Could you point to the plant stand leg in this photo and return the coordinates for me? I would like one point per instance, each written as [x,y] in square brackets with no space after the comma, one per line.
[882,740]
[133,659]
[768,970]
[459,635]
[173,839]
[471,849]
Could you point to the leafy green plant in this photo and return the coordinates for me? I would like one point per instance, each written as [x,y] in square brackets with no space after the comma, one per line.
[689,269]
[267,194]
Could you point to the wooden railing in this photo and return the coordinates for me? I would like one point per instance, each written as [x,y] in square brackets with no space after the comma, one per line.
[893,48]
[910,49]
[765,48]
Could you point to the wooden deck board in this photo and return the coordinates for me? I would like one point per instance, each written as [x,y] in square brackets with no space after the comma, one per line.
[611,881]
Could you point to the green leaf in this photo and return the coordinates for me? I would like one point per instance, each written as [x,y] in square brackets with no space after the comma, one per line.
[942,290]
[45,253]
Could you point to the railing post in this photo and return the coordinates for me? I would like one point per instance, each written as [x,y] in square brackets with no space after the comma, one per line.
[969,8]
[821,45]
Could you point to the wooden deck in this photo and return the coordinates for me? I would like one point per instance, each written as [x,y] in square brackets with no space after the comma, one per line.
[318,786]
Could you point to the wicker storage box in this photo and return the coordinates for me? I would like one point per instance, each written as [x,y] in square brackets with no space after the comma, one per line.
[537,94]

_Short exercise_
Please rescale the listing from the line containing "Could you point to the wooden deck in" through the end of the listing, both ends included, and give back only those lines. Keep the wording of every line unchanged, and multiply each coordinate in the answer points by 1.65, rounding to whole numbers with halves rounded up.

_Correct response_
Could you point to the wooden deck in this photo and return the coordinates for me? I would like one point per instance, each written as [x,y] in square brackets with no space after the comma, one per line.
[525,1297]
Could you point to the wicker storage box in this photo and return the coordinates for me? I would like one point per instance, each written as [x,y] in square brackets with no space after the comma, one per line.
[886,155]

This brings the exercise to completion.